#### [EXERCISE INPUTS]
****************************************
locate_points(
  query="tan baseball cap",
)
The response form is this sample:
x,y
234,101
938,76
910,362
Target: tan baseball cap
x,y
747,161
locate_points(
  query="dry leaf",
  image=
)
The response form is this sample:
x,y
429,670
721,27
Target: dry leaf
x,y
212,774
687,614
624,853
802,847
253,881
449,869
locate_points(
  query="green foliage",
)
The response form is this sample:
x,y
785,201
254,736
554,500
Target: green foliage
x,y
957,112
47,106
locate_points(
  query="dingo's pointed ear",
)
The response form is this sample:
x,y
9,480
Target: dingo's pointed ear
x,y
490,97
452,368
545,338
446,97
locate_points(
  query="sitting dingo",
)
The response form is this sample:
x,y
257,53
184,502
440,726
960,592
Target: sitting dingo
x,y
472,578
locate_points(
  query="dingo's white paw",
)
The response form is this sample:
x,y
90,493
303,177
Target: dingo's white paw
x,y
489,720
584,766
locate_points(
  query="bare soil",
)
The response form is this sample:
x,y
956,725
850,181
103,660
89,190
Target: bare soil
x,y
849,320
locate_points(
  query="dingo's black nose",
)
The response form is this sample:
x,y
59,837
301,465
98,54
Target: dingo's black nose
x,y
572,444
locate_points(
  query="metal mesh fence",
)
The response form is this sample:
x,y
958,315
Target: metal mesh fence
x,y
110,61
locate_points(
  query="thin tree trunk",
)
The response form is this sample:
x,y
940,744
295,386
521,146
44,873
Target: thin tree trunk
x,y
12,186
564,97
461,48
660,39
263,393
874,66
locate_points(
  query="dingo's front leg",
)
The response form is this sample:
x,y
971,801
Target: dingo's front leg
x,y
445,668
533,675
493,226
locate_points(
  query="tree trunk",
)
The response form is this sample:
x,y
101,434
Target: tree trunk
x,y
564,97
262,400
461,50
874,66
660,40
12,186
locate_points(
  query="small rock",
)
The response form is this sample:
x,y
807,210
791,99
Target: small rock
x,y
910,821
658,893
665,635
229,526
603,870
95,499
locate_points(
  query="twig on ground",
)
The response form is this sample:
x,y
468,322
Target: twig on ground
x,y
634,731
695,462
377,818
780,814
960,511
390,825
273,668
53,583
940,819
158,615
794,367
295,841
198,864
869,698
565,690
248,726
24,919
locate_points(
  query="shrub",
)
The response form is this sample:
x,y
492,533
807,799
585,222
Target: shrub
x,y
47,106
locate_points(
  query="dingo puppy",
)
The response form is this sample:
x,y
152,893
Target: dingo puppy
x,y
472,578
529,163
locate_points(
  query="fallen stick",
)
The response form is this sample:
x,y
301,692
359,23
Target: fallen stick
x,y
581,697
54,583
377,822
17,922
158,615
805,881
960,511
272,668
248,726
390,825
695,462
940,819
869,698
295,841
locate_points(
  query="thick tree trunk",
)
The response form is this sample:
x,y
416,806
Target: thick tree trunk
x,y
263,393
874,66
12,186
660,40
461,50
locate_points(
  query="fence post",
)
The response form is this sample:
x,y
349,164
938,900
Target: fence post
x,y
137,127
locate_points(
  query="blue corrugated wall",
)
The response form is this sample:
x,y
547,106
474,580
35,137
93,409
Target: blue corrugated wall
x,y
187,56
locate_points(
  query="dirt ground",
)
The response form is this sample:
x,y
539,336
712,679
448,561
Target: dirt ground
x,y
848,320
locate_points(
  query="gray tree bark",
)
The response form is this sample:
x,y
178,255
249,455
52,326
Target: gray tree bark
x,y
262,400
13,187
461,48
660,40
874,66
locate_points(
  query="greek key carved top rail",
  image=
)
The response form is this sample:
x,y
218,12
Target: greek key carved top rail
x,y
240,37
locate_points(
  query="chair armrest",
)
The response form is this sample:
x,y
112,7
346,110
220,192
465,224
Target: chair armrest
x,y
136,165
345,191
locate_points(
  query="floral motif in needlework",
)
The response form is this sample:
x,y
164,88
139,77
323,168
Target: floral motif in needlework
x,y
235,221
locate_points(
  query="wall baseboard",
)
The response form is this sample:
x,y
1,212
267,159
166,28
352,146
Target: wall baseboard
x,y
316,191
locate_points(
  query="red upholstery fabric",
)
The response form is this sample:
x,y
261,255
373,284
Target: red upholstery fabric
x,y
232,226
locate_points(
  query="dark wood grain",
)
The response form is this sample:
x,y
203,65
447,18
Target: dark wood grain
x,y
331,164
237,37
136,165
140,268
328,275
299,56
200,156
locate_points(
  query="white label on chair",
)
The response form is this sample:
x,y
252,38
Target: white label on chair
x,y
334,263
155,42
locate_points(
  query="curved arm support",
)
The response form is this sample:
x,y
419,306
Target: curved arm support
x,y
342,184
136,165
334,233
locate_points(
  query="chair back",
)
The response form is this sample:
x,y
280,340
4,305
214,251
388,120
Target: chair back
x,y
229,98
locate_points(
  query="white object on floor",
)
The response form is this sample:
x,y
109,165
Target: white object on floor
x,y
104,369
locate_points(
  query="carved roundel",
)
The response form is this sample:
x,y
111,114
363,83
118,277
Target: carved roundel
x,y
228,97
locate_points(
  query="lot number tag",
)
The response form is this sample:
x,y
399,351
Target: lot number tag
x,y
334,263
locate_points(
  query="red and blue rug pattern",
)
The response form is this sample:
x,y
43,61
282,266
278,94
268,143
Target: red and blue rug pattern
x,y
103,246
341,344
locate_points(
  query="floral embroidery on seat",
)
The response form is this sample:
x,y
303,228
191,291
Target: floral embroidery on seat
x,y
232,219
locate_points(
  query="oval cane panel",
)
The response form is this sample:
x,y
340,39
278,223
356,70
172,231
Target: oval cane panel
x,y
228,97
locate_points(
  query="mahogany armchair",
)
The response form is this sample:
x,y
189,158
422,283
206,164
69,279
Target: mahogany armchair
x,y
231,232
****************************************
#### [WORK ORDER]
Print out the listing in full, exactly as it appears.

#### [REPLY]
locate_points(
  query="tan baseball cap",
)
The response form is this sample:
x,y
234,101
938,76
910,362
Target: tan baseball cap
x,y
747,161
locate_points(
  query="dry leaf",
  image=
)
The response form is this sample:
x,y
429,670
721,27
Target: dry leaf
x,y
212,774
687,614
624,853
802,847
253,881
449,869
locate_points(
  query="green foliage",
)
The response form is this sample:
x,y
785,201
254,736
554,500
Target: green foliage
x,y
957,112
47,106
locate_points(
  query="dingo's pointed ear",
)
The response form is this sample:
x,y
9,480
Target: dingo's pointed ear
x,y
490,97
452,368
545,338
446,97
locate_points(
  query="sitting dingo",
)
The response form is this sample:
x,y
257,53
184,502
440,726
960,592
Target: sitting dingo
x,y
472,578
locate_points(
  query="dingo's white paw",
)
The response form is this sample:
x,y
90,493
303,177
Target: dingo's white paw
x,y
489,720
584,766
locate_points(
  query="bare soil",
)
The response form is this sample:
x,y
956,725
850,181
103,660
89,190
Target: bare soil
x,y
849,320
locate_points(
  query="dingo's black nose",
)
The response form is this sample:
x,y
59,837
301,465
98,54
Target: dingo's black nose
x,y
572,444
locate_points(
  query="metal mesh fence",
)
The response form is this sample:
x,y
958,315
Target: metal mesh fence
x,y
110,61
locate_points(
  query="thin tree trunk",
)
The response form is this sample:
x,y
940,744
295,386
521,146
44,873
Target: thin tree trunk
x,y
12,186
564,97
461,48
660,39
263,393
874,66
locate_points(
  query="dingo's front leg",
)
The response form is this sample:
x,y
971,801
Target: dingo's front leg
x,y
445,668
533,675
493,226
locate_points(
  query="tree trunk",
)
The response form is this sample:
x,y
101,434
Target: tree trunk
x,y
564,97
262,400
461,50
874,66
660,40
12,186
locate_points(
  query="small rock",
)
The response form is this sample:
x,y
807,210
791,99
Target: small rock
x,y
910,821
658,893
665,635
229,526
603,870
95,499
locate_points(
  query="twig on ground",
)
The response form is this sample:
x,y
468,322
Target: twig on ground
x,y
634,731
695,462
377,818
780,814
960,511
390,825
273,668
53,583
940,819
158,615
794,367
295,841
198,864
869,698
565,690
248,726
24,919
locate_points(
  query="shrub",
)
The response form is this sample:
x,y
492,533
807,799
585,222
Target: shrub
x,y
47,106
locate_points(
  query="dingo puppy",
)
The response form is this sample:
x,y
152,893
Target: dingo puppy
x,y
472,578
529,163
locate_points(
  query="fallen stick",
)
The response form is this sample:
x,y
301,692
359,23
Target: fallen stick
x,y
581,697
54,583
377,822
17,922
158,615
805,881
960,511
272,668
248,726
390,825
695,462
940,819
869,698
295,841
locate_points(
  query="thick tree trunk",
)
The response form is this sample:
x,y
416,806
Target: thick tree trunk
x,y
263,393
874,66
12,186
660,40
461,50
locate_points(
  query="fence post",
)
The response form is this sample:
x,y
349,164
938,900
Target: fence post
x,y
137,127
locate_points(
  query="blue corrugated wall",
)
The response form is this sample:
x,y
547,106
474,580
35,137
93,409
Target: blue corrugated wall
x,y
187,56
locate_points(
  query="dirt ground",
)
The response form is this sample:
x,y
539,336
712,679
448,561
Target: dirt ground
x,y
848,320
locate_points(
  query="gray tree bark",
)
The response form is this sample:
x,y
178,255
249,455
52,326
Target: gray tree bark
x,y
262,400
13,187
461,48
660,40
874,66
locate_points(
  query="greek key carved top rail",
  image=
)
The response form is this sample:
x,y
218,12
Target: greek key carved top rail
x,y
240,37
locate_points(
  query="chair armrest",
)
The response form is this sample:
x,y
112,7
346,110
220,192
465,224
Target: chair armrest
x,y
136,165
345,191
locate_points(
  query="floral motif in needlework",
)
The response form is this sample:
x,y
164,88
139,77
323,168
Target: floral motif in needlework
x,y
235,221
locate_points(
  query="wall baseboard",
)
The response form is this sample:
x,y
1,212
267,159
166,28
352,146
Target: wall baseboard
x,y
316,191
locate_points(
  query="red upholstery fabric",
)
The response form is this sample:
x,y
261,255
373,284
Target: red upholstery fabric
x,y
232,226
locate_points(
  query="dark wood grain",
)
The response form is this sample:
x,y
203,65
447,18
Target: dark wood grain
x,y
331,164
237,37
136,165
140,268
328,275
299,56
200,156
locate_points(
  query="white label on chair",
)
The response form is this sample:
x,y
252,38
Target: white label on chair
x,y
334,263
155,42
locate_points(
  query="curved arm support",
)
The response form is this sample:
x,y
419,306
Target: curved arm support
x,y
342,184
136,165
334,233
locate_points(
  query="chair back",
)
The response form is this sample:
x,y
280,340
4,305
214,251
388,120
Target: chair back
x,y
229,98
locate_points(
  query="white object on floor",
)
The response form is this sample:
x,y
109,165
Target: white object on floor
x,y
104,369
locate_points(
  query="carved roundel",
)
The response form is this sample:
x,y
111,114
363,83
118,277
Target: carved roundel
x,y
228,97
locate_points(
  query="lot number tag",
)
The response form is this sample:
x,y
399,351
Target: lot number tag
x,y
334,263
locate_points(
  query="red and blue rug pattern",
)
The response form is this sample:
x,y
43,61
282,266
278,94
268,143
Target: red and blue rug pattern
x,y
103,246
341,344
locate_points(
  query="floral embroidery on seat",
)
The response form is this sample:
x,y
303,228
191,291
Target: floral embroidery on seat
x,y
232,219
locate_points(
  query="oval cane panel",
)
The response form is this sample:
x,y
340,39
278,223
356,70
172,231
Target: oval cane panel
x,y
228,97
locate_points(
  query="mahogany armchair",
)
The response form is this sample:
x,y
189,158
422,283
206,164
69,279
Target: mahogany armchair
x,y
231,232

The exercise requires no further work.